At least it would be clear who has the money to back up their talk. But then
would you expect to get the features and bug fixes you hadn't paid for?
(Certainly for MATLAB they know how much money people will pay for each
toolbox. But of course Sales then focuses only on the _new_ toolboxes...)

I don't think hiring is Atlassian's problem, they have a huge team. Maybe the
problems are sitting in the too hard basket. But I don't think so. I think
someone decided features=growth and time spend fixing bugs was wasted time. So
they are always about the features for the customer they don't have yet, not
the ones they do. (And they continually screw their third party plugin
developers by implementing popular features in the core. Admittedly, generally
better integrated and with saner pricing, but eating their young nonetheless.)
The Wilt Chamberlain school of software product development.

=======

BRIEF —
Continue the forum comment on Atlassian's focus on features over bug fixes, starting after its last sentence.

Pointing dataset records —
=======

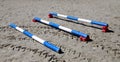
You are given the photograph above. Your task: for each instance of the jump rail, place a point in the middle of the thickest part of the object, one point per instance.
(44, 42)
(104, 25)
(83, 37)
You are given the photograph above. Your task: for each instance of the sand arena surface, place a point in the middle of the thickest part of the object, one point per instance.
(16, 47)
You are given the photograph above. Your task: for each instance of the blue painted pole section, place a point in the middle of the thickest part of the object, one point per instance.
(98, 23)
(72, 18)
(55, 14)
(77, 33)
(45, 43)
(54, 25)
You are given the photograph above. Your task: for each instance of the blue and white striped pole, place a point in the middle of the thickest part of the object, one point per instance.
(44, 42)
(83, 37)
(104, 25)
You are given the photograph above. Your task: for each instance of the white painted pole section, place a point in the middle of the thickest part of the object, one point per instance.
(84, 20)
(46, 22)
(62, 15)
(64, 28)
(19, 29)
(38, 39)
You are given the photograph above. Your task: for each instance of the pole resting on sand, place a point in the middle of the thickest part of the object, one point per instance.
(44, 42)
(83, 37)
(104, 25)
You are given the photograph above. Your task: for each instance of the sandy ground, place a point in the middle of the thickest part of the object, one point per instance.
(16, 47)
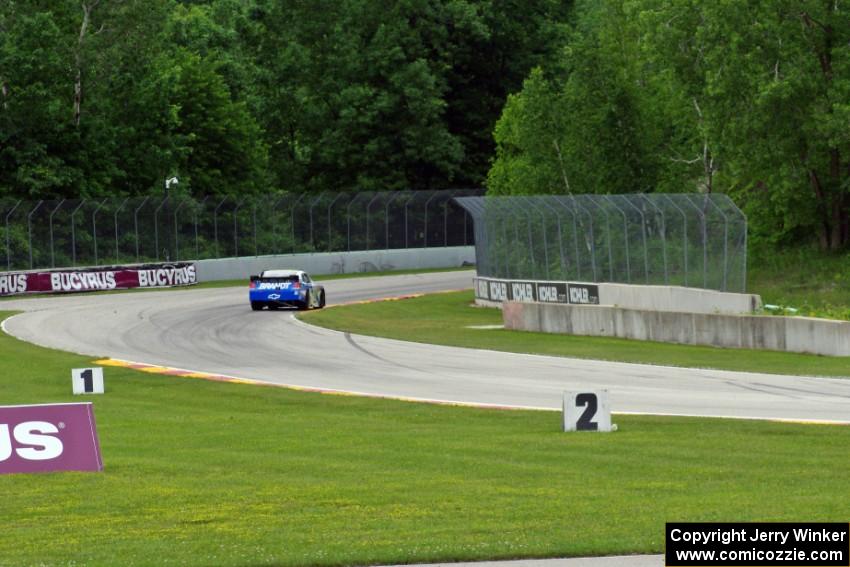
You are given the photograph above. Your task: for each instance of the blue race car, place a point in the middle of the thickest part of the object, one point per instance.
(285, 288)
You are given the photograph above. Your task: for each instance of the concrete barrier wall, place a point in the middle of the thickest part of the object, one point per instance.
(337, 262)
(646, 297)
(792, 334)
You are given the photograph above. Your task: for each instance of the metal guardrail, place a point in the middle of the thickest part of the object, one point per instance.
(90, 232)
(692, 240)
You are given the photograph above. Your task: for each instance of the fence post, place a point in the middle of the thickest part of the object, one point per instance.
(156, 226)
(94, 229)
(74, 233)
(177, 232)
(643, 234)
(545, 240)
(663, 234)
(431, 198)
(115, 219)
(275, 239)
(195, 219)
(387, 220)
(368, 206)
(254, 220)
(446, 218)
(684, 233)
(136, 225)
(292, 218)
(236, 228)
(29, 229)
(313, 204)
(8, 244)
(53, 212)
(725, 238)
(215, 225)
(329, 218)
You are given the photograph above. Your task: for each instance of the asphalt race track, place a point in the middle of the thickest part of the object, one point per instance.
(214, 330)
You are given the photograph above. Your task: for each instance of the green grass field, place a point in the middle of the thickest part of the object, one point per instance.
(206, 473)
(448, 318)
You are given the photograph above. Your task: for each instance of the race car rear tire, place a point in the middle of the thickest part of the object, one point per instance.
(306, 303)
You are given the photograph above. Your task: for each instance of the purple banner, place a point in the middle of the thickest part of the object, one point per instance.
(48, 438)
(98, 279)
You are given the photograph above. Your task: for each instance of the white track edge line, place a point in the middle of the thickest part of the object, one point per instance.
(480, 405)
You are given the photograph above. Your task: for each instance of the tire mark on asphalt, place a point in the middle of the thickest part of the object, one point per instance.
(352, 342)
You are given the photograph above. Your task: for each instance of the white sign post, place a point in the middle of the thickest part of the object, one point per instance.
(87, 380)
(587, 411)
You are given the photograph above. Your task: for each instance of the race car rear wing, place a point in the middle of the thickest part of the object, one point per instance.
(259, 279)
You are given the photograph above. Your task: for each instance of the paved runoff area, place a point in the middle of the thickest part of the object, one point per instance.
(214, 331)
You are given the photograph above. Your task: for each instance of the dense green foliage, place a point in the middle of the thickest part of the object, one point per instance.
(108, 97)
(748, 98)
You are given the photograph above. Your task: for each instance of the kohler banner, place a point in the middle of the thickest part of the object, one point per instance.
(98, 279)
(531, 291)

=======

REPLY —
(I'm not talking about bugs only I care about -- some of these have
_thousands_ of customers demanding a response.)

------
braindead_in
Here's a automated transcript in case you don't want to wait for the edited
one.

[https://scribie.com/transcript/26bbb21e33ff4989b9494b496cf25...](https://scribie.com/transcript/26bbb21e33ff4989b9494b496cf258402e83ee96)

------
erader
I totally agree with that sentiment, but I find it hard to swallow coming from
Intercom.

Even as their customer, I find that they don't like to solve any problem that
doesn't fit within their 'philosophy'. I've submitted countless feature
requests to no avail, and clearly they've left their customer facing teams
high & dry. I feel bad for their support staff and success teams that have
been completely disjointed from product teams.

Intercom is my go-to example of a product that tried to re-invent the wheel,
but only came up with half of a wheel. They need to finish it. They need to
help customers solve the problems they are experiencing, which continue to
exist because some missing features don't fit the 'Intercom philosophy'.

Generally speaking for any product team, just make sure you've completed your
due diligence of making sure a problem is in fact rare and small. You'll often
be surprised at what you uncover.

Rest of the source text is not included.